### Goal of the exercise
Reproduce the free buzzing passage word for word, in full.

### Text section
<<<<
The simplest free buzzing exercise I recommend was developed by Donald Reinhardt.  Reinhardt suggested students start by forming rolling their lower lip slightly in towards the lower teeth, bring the top lip down as if saying, “em,” and commencing the buzz with a breath attack.  Buzz the highest pitch you can to the fullest extent of your breath and repeat two more times.  Make the sound light and airy, sort of like a mosquito buzzing sound.  This will ensure that you focus the work on the correct muscles, the ones at and just under the mouth corners.


Hi Dave,
I’ve been doing this exercise for a couple weeks already, but I have not seen any improvement in terms of high register playing. I do believe that this exercise works, but I am just wondering how long does it take for a player to see his or her progress. Also, I have noticed that there is a lot of air leaking out while I am trying to free buzz, and often times it creates a double buzz. I am wondering if it is normal or if it is okay if that happens.
>>>>
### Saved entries
<<<<
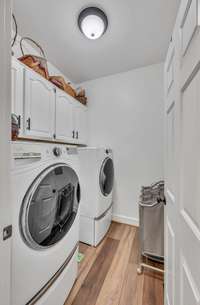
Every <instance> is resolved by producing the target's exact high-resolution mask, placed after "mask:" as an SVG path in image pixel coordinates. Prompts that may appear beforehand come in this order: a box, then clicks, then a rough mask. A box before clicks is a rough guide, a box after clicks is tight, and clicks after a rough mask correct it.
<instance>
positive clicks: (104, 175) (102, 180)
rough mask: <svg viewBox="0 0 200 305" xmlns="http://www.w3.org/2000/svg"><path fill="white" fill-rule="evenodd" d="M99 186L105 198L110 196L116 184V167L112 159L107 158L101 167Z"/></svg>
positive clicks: (106, 158)
mask: <svg viewBox="0 0 200 305" xmlns="http://www.w3.org/2000/svg"><path fill="white" fill-rule="evenodd" d="M99 184H100V189H101V192H102V194H103V195H104V196H108V195H109V194H110V193H111V192H112V189H113V184H114V165H113V160H112V159H111V158H109V157H108V158H106V159H105V160H104V161H103V163H102V166H101V170H100V175H99Z"/></svg>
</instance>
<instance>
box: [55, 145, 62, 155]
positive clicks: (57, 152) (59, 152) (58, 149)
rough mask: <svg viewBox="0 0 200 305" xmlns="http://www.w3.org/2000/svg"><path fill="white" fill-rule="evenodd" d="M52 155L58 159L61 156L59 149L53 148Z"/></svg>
>>>>
### The completed task
The simplest free buzzing exercise I recommend was developed by Donald Reinhardt.  Reinhardt suggested students start by forming rolling their lower lip slightly in towards the lower teeth, bring the top lip down as if saying, “em,” and commencing the buzz with a breath attack.  Buzz the highest pitch you can to the fullest extent of your breath and repeat two more times.  Make the sound light and airy, sort of like a mosquito buzzing sound.  This will ensure that you focus the work on the correct muscles, the ones at and just under the mouth corners.


Hi Dave,
I’ve been doing this exercise for a couple weeks already, but I have not seen any improvement in terms of high register playing. I do believe that this exercise works, but I am just wondering how long does it take for a player to see his or her progress. Also, I have noticed that there is a lot of air leaking out while I am trying to free buzz, and often times it creates a double buzz. I am wondering if it is normal or if it is okay if that happens.